+++ Source passage +++

Canada: 2015 Federal Budget - Financial Services Highlights

Finance Minister Joe Oliver tabled his first budget on April 21, 2015 (Budget). Several proposals in the Budget will be of interest to financial services clients, including proposals for a consumer protection framework for banks, expanding the voluntary mortgage prepayment commitment to non-banks, a national financial literacy strategy, a bank recapitalization framework, regulation of retail payment networks and access to basic remittance services.


The government proposes a new financial consumer protection framework for banks that will provide:

  • Broadened general requirements for clear and simple disclosure of information, and expanded use of summary information boxes for banking products and services. There were no details on which additional products and services will require summary information boxes. Currently, information boxes are required for consumer loans and prepaid payment products, suggesting that information boxes may be required for optional products and services, deposit accounts, registered products and deposit-type instruments. Banks will be required to revise impacted documents and processes in order to comply with additional information box requirements. Aside from new summary information box requirements, there was no indication as to which additional general requirements for clear and simple disclosure may be required and how this will enhance the current requirements to provide disclosure that is clear, simple and not misleading.

+++ Input for this task +++

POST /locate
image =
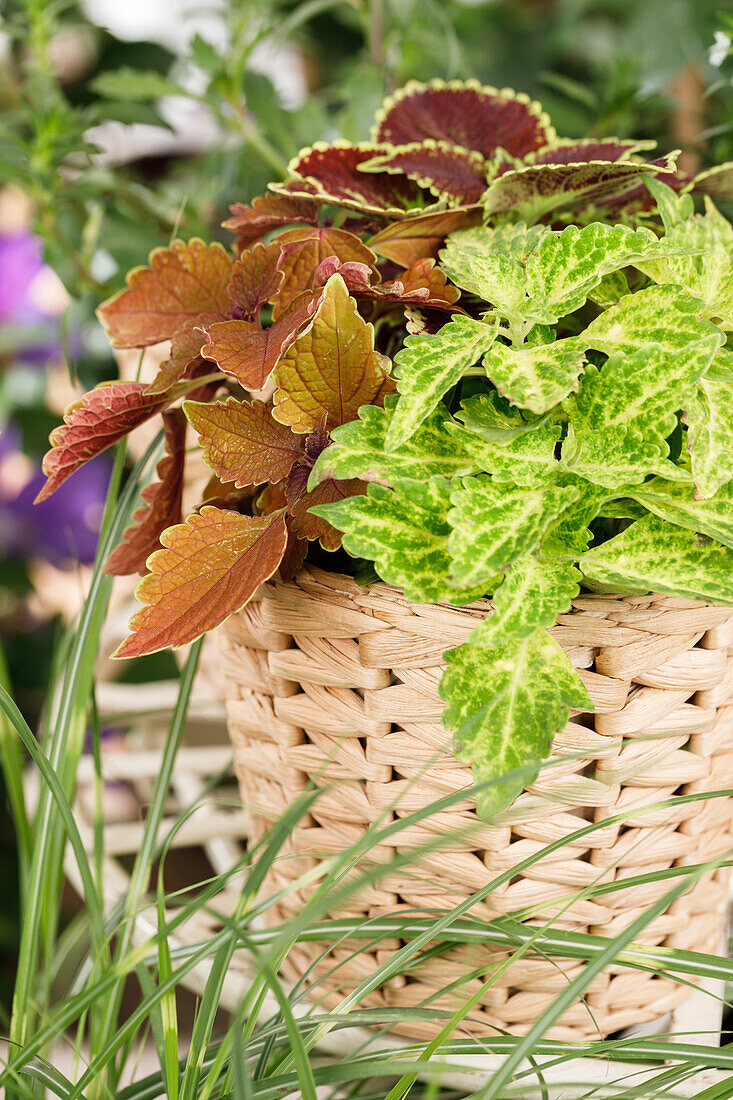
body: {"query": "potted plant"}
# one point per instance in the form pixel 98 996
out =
pixel 529 443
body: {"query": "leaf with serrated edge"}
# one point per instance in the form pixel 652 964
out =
pixel 242 443
pixel 662 315
pixel 161 507
pixel 656 556
pixel 404 530
pixel 614 457
pixel 678 505
pixel 186 284
pixel 209 568
pixel 495 524
pixel 709 417
pixel 303 250
pixel 331 369
pixel 359 449
pixel 504 706
pixel 526 459
pixel 428 365
pixel 536 377
pixel 643 389
pixel 93 424
pixel 532 595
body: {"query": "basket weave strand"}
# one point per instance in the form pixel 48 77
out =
pixel 337 683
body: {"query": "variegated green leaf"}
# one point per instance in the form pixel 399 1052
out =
pixel 614 457
pixel 677 504
pixel 663 315
pixel 709 416
pixel 656 556
pixel 533 593
pixel 536 377
pixel 643 391
pixel 525 459
pixel 505 705
pixel 495 524
pixel 359 449
pixel 428 365
pixel 405 532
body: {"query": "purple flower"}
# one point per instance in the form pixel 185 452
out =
pixel 66 526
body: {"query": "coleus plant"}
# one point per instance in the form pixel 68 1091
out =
pixel 302 336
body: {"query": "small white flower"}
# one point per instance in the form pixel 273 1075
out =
pixel 720 48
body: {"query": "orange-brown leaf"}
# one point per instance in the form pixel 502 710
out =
pixel 162 507
pixel 185 284
pixel 250 353
pixel 255 278
pixel 208 569
pixel 422 235
pixel 303 250
pixel 331 369
pixel 242 443
pixel 306 526
pixel 93 424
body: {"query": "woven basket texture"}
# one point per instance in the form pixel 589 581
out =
pixel 337 683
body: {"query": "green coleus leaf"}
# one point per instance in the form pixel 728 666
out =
pixel 428 365
pixel 495 524
pixel 404 530
pixel 533 593
pixel 505 705
pixel 643 389
pixel 677 504
pixel 525 459
pixel 359 449
pixel 709 416
pixel 656 556
pixel 614 457
pixel 663 315
pixel 536 377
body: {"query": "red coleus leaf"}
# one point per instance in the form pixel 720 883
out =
pixel 422 235
pixel 185 285
pixel 208 569
pixel 306 526
pixel 250 353
pixel 185 356
pixel 162 507
pixel 535 190
pixel 303 250
pixel 589 149
pixel 447 171
pixel 269 212
pixel 242 443
pixel 255 279
pixel 463 113
pixel 93 424
pixel 331 369
pixel 423 284
pixel 330 173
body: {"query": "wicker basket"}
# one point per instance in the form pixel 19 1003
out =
pixel 332 681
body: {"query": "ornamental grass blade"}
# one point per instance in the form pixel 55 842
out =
pixel 331 369
pixel 301 253
pixel 404 530
pixel 493 525
pixel 656 556
pixel 208 569
pixel 242 442
pixel 465 113
pixel 162 504
pixel 185 285
pixel 428 365
pixel 99 419
pixel 504 706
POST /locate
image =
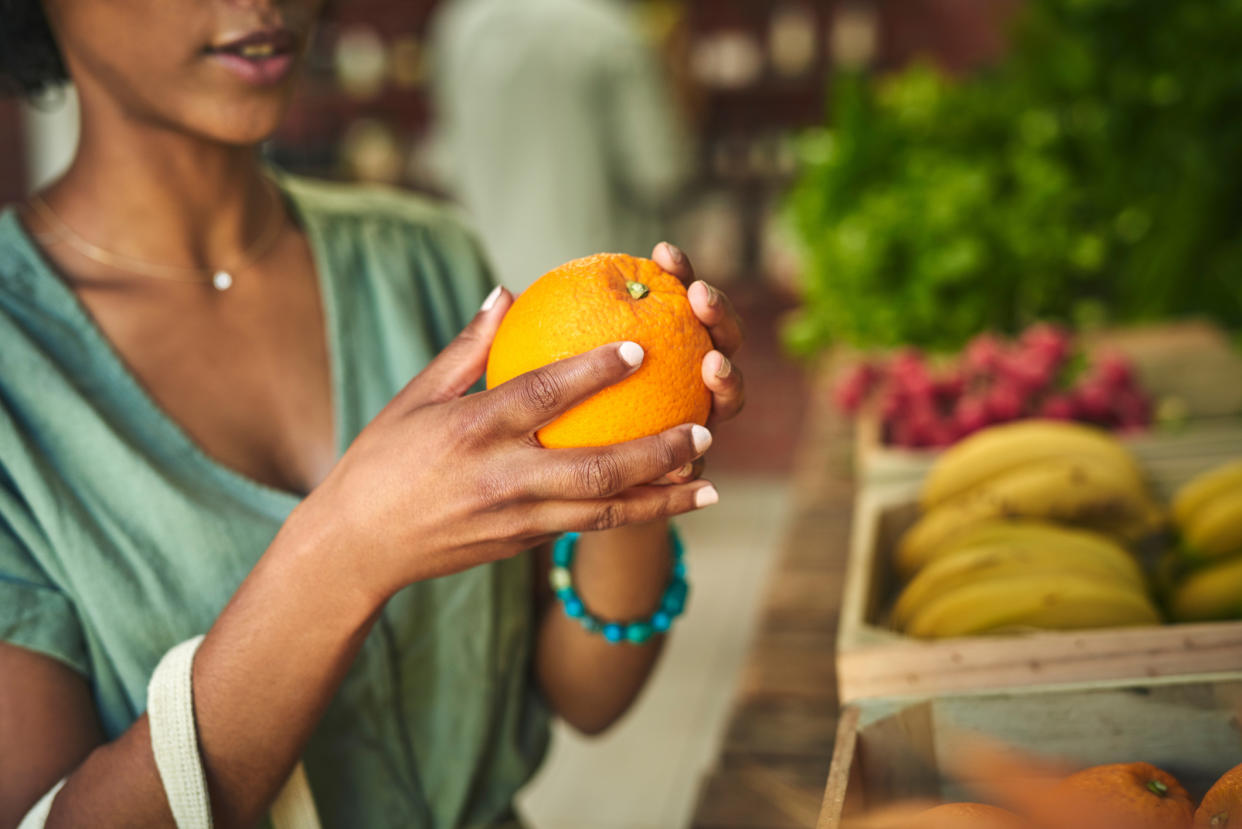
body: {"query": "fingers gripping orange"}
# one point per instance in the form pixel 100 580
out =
pixel 604 298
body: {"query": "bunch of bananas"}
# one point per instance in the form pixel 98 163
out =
pixel 1026 526
pixel 1206 572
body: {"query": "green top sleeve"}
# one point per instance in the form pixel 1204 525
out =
pixel 34 613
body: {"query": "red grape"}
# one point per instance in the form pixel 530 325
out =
pixel 1005 402
pixel 1060 407
pixel 971 414
pixel 1114 372
pixel 984 353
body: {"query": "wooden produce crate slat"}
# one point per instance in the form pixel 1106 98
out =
pixel 889 751
pixel 876 661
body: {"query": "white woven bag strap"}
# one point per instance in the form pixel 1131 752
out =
pixel 37 817
pixel 175 743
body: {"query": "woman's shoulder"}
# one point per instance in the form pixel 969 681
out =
pixel 362 205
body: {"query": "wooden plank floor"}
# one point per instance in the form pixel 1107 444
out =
pixel 779 745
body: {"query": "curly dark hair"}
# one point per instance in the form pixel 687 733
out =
pixel 30 60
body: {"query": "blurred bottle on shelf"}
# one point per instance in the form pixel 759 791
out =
pixel 793 40
pixel 855 35
pixel 730 59
pixel 370 151
pixel 406 66
pixel 360 61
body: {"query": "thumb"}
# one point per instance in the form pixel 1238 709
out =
pixel 465 359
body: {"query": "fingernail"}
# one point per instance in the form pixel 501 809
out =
pixel 675 252
pixel 711 293
pixel 702 438
pixel 706 497
pixel 631 353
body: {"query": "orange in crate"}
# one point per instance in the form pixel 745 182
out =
pixel 599 300
pixel 1222 804
pixel 1122 796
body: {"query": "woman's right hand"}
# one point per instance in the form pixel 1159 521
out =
pixel 441 481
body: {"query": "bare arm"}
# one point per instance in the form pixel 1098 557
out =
pixel 435 485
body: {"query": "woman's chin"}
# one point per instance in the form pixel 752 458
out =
pixel 237 127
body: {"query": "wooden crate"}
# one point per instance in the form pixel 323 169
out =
pixel 1178 453
pixel 876 661
pixel 899 750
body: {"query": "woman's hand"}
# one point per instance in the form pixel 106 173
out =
pixel 439 482
pixel 720 375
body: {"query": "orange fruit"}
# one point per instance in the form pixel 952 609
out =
pixel 966 815
pixel 1222 804
pixel 1122 796
pixel 599 300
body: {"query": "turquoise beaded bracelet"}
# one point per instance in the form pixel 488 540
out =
pixel 636 633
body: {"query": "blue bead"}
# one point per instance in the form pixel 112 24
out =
pixel 563 551
pixel 639 633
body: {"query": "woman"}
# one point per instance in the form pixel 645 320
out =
pixel 208 423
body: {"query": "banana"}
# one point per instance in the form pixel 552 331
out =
pixel 1046 600
pixel 997 559
pixel 1210 593
pixel 1204 489
pixel 1022 532
pixel 1058 490
pixel 1215 528
pixel 1000 449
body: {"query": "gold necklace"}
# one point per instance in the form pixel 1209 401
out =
pixel 221 279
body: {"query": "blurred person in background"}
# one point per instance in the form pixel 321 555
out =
pixel 557 129
pixel 234 402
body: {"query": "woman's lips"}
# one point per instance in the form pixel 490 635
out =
pixel 260 71
pixel 261 57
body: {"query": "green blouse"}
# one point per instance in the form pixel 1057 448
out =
pixel 119 537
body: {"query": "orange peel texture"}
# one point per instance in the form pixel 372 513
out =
pixel 600 300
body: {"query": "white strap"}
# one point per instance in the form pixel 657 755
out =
pixel 294 807
pixel 175 743
pixel 174 740
pixel 37 817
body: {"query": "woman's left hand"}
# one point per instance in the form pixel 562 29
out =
pixel 720 375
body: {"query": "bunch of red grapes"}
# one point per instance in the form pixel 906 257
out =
pixel 1040 374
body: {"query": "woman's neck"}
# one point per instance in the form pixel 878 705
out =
pixel 158 195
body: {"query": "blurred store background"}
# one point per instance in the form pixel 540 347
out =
pixel 862 173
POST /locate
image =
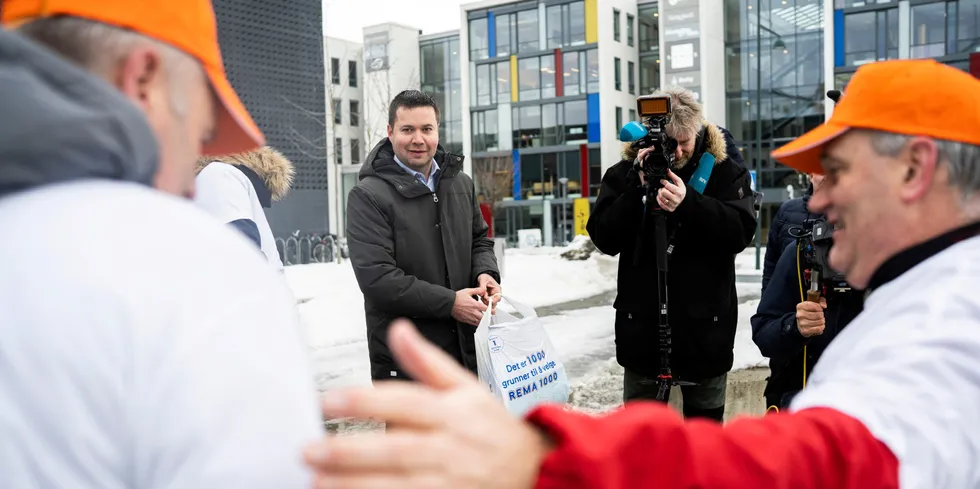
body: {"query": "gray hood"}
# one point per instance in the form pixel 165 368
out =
pixel 59 123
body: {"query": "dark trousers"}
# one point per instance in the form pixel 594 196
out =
pixel 704 400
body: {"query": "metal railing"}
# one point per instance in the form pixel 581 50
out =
pixel 311 248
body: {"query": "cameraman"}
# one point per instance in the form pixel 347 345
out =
pixel 791 214
pixel 708 230
pixel 792 331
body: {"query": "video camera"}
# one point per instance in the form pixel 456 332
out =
pixel 650 131
pixel 815 239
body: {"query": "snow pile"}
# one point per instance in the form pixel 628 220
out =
pixel 601 389
pixel 579 249
pixel 331 306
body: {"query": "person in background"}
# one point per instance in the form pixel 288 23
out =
pixel 892 402
pixel 791 214
pixel 417 239
pixel 144 344
pixel 237 188
pixel 709 229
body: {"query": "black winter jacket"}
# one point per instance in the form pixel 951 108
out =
pixel 412 249
pixel 710 230
pixel 791 214
pixel 775 332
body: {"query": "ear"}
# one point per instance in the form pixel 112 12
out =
pixel 920 164
pixel 138 74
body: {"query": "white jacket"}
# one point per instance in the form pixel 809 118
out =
pixel 908 368
pixel 132 355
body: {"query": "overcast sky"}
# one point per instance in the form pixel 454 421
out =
pixel 346 18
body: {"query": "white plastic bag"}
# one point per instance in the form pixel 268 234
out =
pixel 516 359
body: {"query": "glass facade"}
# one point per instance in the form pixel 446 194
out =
pixel 534 82
pixel 648 30
pixel 947 30
pixel 440 79
pixel 774 84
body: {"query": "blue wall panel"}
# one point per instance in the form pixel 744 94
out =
pixel 517 175
pixel 593 108
pixel 838 37
pixel 492 34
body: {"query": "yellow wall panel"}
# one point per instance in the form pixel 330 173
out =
pixel 591 21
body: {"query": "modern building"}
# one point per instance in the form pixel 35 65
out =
pixel 345 123
pixel 391 64
pixel 534 92
pixel 273 52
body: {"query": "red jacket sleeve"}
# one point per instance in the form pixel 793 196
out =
pixel 648 445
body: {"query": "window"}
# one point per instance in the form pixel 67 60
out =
pixel 485 89
pixel 503 81
pixel 548 76
pixel 527 31
pixel 571 73
pixel 870 37
pixel 355 151
pixel 506 34
pixel 485 130
pixel 355 112
pixel 335 71
pixel 352 74
pixel 616 25
pixel 928 39
pixel 617 74
pixel 649 75
pixel 529 79
pixel 554 26
pixel 550 124
pixel 629 30
pixel 630 77
pixel 565 25
pixel 649 30
pixel 592 69
pixel 479 40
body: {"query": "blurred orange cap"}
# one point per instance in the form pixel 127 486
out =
pixel 913 97
pixel 188 25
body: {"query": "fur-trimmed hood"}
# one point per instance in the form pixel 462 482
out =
pixel 270 165
pixel 715 144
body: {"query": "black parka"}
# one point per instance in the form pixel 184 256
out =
pixel 412 249
pixel 709 230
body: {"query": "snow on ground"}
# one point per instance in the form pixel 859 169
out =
pixel 331 306
pixel 331 311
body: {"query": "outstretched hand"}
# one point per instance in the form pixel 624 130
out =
pixel 448 431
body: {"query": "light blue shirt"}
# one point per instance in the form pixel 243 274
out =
pixel 433 174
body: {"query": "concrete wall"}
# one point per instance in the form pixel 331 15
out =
pixel 609 97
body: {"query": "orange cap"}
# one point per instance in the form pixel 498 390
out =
pixel 188 25
pixel 913 97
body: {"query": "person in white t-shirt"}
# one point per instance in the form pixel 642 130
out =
pixel 237 188
pixel 892 402
pixel 143 344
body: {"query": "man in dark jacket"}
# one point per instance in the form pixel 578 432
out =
pixel 417 239
pixel 708 230
pixel 791 214
pixel 792 331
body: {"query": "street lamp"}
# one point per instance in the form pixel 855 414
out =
pixel 564 197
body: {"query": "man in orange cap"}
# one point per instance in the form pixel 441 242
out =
pixel 131 353
pixel 892 402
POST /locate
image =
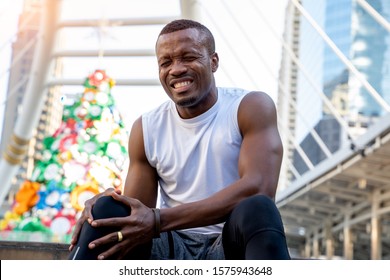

+++

> [Given instruction A]: Pick out every line of the records that contains the word "dark" and copy each one. Match case exactly.
> [Given instruction B]: Extend the piece on the 2015 federal budget's financial services highlights, picking up after its last sentence.

> [Task result A]:
body: {"query": "curly dark hair"}
body: {"query": "dark trousers"}
body: {"query": "man in dark jacket"}

> [Task result B]:
  • Improved access to basic banking services by allowing a broader range of personal identification to open an account. This proposal is limited to basic banking services and we expect it will be aligned with existing identity verification requirements under anti-money laundering laws and anticipated changes to those requirements.
  • Expanded prohibitions on certain business practices, including high pressure sales situations, and cooling-off periods for a greater range of products. No guidance was provided as to which business practices would be prohibited. We note that there is currently a prohibition against tied selling that refers to imposing undue pressure or coercing a person. Presumably any new prohibitions would be outside of the tied selling context and would only apply where fees or other charges are payable. Regarding cooling-off periods, while the Budget did not specify which products would be affected, it included an example about savings accounts. Implementing and tracking cooling-off periods will add yet another layer of development and cost for banks.
  • Expanded corporate governance requirements so that boards of directors' duties relate to all consumer protection measures. This will close a perceived gap in the duties now prescribed under the Bank Act. Currently, the directors' specific duties relating to consumer protection are limited to (1) establishing procedures to provide required disclosures to bank customers and for complaints handling and (2) establishing procedures to resolve conflicts of interest, including techniques for the identification of potential conflict situations and restricting the use of confidential information, which is not limited to consumer-customers but does relate to the protection of personal information.
  • Improved transparency and accountability, for example through enhanced public reporting on complaints and on measures taken to address the challenges faced by vulnerable Canadians. Banks will be required to provide public reports on an annual basis demonstrating how their business activities meet the spirit of the consumer protection principles to be set out in the Bank Act.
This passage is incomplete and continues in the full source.